- Supplied passage
══════════════════════════════

Arjan van de Ven wrote:
>
> In article <3A82D325.9068BC07@colorfullife.com> you wrote:
> > fast_clear_page() uses mmx instructions for clearing a page, what about
> > using sse instructions?
> > sse instructions can store 128 bit in one instruction, mmx only 64 bit.
>
> the sse FP registers might be lossy.
I thought that too, thus I only implemented memset(,0,) with sse.
But then I found this document on Intel website:
http://developer.intel.com/software/idap/media/pdf/copy.pdf
Intel recommends using sse registers for generic memcopy - they can't be
lossy.
> On my athlon, the in-kernel mmx
> functions are memory-bound (eg > 1 Gbyte/sec throughput)
>
You are using an Athlon with SDRAM?
A Pentium 4 has a 3.2 GB memory bus and I saw a benchmark that compared
mmx and sse memmove, and sse was _much_ faster.
I've implemented a user space sse copy_page, and:
* mmx is the slowest version! (~12000 cpu ticks/page).

══════════════════════════════

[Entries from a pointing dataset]
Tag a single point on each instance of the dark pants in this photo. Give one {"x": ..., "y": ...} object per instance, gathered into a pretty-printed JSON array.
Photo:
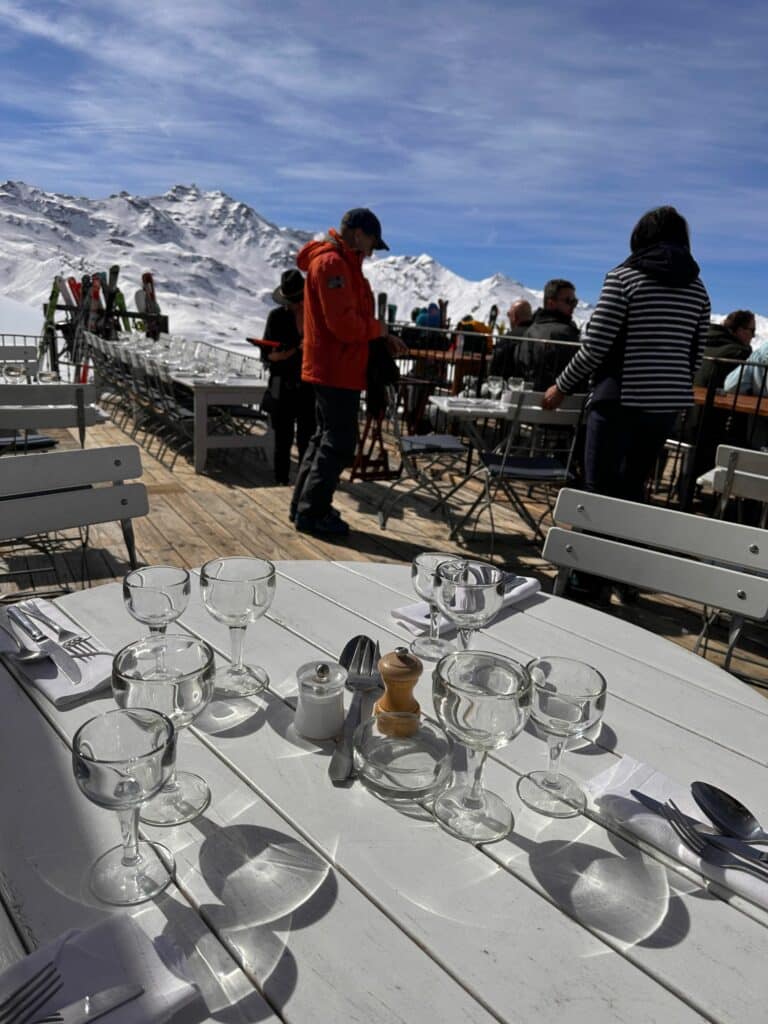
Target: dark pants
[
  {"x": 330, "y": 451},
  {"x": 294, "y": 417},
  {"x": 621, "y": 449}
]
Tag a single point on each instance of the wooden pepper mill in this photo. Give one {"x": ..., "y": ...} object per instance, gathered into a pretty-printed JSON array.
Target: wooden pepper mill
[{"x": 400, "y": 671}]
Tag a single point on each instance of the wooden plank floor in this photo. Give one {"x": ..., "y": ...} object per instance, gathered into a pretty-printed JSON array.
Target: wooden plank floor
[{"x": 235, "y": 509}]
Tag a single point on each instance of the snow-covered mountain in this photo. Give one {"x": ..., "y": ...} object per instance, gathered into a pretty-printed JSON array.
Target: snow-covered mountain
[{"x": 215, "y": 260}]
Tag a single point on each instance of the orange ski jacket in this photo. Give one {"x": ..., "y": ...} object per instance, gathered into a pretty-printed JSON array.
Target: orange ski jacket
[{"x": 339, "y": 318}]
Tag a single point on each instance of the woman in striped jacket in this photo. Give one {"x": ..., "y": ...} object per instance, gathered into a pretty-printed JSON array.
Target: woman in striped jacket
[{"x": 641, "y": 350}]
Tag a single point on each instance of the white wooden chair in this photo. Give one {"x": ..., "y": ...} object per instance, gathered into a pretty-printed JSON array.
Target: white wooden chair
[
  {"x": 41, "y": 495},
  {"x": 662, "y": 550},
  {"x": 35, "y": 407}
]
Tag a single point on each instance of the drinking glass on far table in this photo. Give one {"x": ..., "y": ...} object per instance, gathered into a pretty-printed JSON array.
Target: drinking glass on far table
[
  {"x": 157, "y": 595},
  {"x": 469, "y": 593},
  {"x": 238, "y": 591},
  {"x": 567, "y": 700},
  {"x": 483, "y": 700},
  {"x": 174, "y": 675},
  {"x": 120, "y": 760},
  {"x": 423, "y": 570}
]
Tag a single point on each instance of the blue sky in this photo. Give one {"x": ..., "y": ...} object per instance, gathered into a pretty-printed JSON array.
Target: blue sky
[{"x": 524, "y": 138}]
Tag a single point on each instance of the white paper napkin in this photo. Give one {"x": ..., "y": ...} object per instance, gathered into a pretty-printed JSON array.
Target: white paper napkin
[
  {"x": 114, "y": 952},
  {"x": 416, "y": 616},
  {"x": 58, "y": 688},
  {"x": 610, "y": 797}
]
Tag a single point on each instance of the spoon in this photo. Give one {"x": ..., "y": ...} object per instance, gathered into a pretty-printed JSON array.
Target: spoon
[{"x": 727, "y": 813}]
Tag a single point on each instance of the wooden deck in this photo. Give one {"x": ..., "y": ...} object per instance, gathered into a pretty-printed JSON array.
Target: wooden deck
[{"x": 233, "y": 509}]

══════════════════════════════

- Exercise instructions
a - Update the mailing-list text on SSE page clearing. Begin at the words "I thought that" and stop after "was _much_ faster.", changing "Pentium 4" to "Pentium III".
b - In the mailing-list text on SSE page clearing, how large is the Pentium 4 memory bus the writer mentions?
c - Shorten the paragraph of the mailing-list text on SSE page clearing that starts "I thought that too", keeping its main facts.

- Answers to each task
a -
I thought that too, thus I only implemented memset(,0,) with sse.
But then I found this document on Intel website:
http://developer.intel.com/software/idap/media/pdf/copy.pdf
Intel recommends using sse registers for generic memcopy - they can't be
lossy.
> On my athlon, the in-kernel mmx
> functions are memory-bound (eg > 1 Gbyte/sec throughput)
>
You are using an Athlon with SDRAM?
A Pentium III has a 3.2 GB memory bus and I saw a benchmark that compared
mmx and sse memmove, and sse was _much_ faster.

b - 3.2 GB.

c - Fearing that sse registers might be lossy, the writer at first implemented only memset(,0,) with sse. Then a document on Intel's website (http://developer.intel.com/software/idap/media/pdf/copy.pdf) turned up, in which Intel recommends sse registers for generic memcopy because they can't be lossy.